### WRITTEN INSTRUCTION 1:
Write out the passage on theology in American politics word for word, everything from "For the first" down to "to the facts.".
### WRITTEN INSTRUCTION 2:
According to the passage on theology in American politics, what share of the American electorate believes the Bible is literally true?
### WRITTEN INSTRUCTION 3:
In the passage on theology in American politics, list in order the events in the outline of the narrative that the believers subscribe to.

### DOCUMENT EXTRACT:
* start *

One of the biggest changes in politics in my lifetime is that the delusional is no longer marginal. It has come in from the fringe, to sit in the seat of power in the Oval Office and in Congress.
For the first time in our history, ideology and theology hold a
monopoly of power in Washington. Theology asserts propositions that
cannot be proven true; ideologues hold stoutly to a worldview despite
being contradicted by what is generally accepted as reality. The
offspring of ideology and theology are not always bad but they are
always blind. And that is the danger: voters and politicians alike,
oblivious to the facts.
One-third of the American electorate, if a recent Gallup Poll is
accurate, believes the Bible is literally true. This past November,
several million good and decent citizens went to the polls believing
in what is known as the "rapture index."
These true believers subscribe to a fantastical theology concocted
in the 19th century by a couple of immigrant preachers who took
disparate passages from the Bible and wove them into a narrative
that has captivated the imagination of millions of Americans. Its
outline is rather simple, if bizarre: Once Israel has occupied the
rest of its "biblical lands," legions of the Antichrist
will attack it, triggering a final showdown in the valley of Armageddon.

* end *

### DATA ENTRIES:
* start *

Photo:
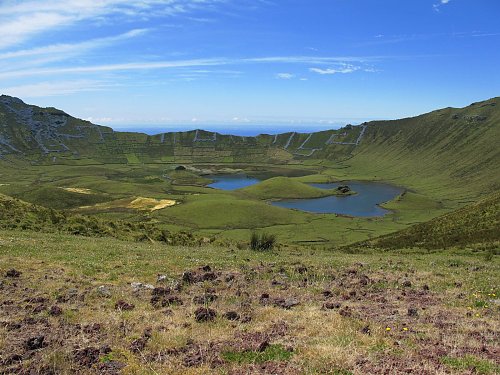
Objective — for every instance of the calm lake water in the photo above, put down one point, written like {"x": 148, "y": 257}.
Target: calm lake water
{"x": 232, "y": 181}
{"x": 364, "y": 203}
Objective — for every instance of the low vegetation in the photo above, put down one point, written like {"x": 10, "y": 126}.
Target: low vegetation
{"x": 477, "y": 223}
{"x": 262, "y": 242}
{"x": 72, "y": 304}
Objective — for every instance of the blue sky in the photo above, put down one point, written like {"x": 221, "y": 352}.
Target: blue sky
{"x": 238, "y": 63}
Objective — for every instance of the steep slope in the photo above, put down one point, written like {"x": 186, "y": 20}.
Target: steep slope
{"x": 452, "y": 149}
{"x": 19, "y": 215}
{"x": 478, "y": 223}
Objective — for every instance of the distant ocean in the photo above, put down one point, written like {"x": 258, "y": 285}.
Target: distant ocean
{"x": 241, "y": 130}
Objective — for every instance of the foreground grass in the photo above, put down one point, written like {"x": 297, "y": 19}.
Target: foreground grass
{"x": 299, "y": 310}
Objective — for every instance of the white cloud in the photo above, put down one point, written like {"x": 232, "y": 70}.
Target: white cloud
{"x": 65, "y": 49}
{"x": 344, "y": 69}
{"x": 23, "y": 19}
{"x": 285, "y": 76}
{"x": 43, "y": 89}
{"x": 439, "y": 4}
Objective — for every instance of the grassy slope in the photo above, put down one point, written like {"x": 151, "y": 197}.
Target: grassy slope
{"x": 478, "y": 223}
{"x": 226, "y": 211}
{"x": 320, "y": 340}
{"x": 19, "y": 215}
{"x": 446, "y": 154}
{"x": 284, "y": 188}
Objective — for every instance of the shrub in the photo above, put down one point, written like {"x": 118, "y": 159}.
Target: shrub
{"x": 262, "y": 242}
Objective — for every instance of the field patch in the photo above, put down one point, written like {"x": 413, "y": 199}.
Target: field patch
{"x": 78, "y": 190}
{"x": 135, "y": 203}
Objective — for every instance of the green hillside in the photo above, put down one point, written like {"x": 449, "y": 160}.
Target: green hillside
{"x": 19, "y": 215}
{"x": 478, "y": 223}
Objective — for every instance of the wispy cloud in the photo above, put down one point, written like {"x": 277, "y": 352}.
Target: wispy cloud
{"x": 342, "y": 63}
{"x": 70, "y": 49}
{"x": 43, "y": 89}
{"x": 285, "y": 76}
{"x": 439, "y": 4}
{"x": 21, "y": 20}
{"x": 344, "y": 69}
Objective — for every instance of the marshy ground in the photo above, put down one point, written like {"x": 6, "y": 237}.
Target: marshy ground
{"x": 80, "y": 305}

* end *

### FINAL RESULT 1:
For the first time in our history, ideology and theology hold a
monopoly of power in Washington. Theology asserts propositions that
cannot be proven true; ideologues hold stoutly to a worldview despite
being contradicted by what is generally accepted as reality. The
offspring of ideology and theology are not always bad but they are
always blind. And that is the danger: voters and politicians alike,
oblivious to the facts.

### FINAL RESULT 2:
One-third of the American electorate, according to a recent Gallup Poll.

### FINAL RESULT 3:
1. Israel occupies the rest of its "biblical lands."
2. Legions of the Antichrist attack it.
3. The attack triggers a final showdown in the valley of Armageddon.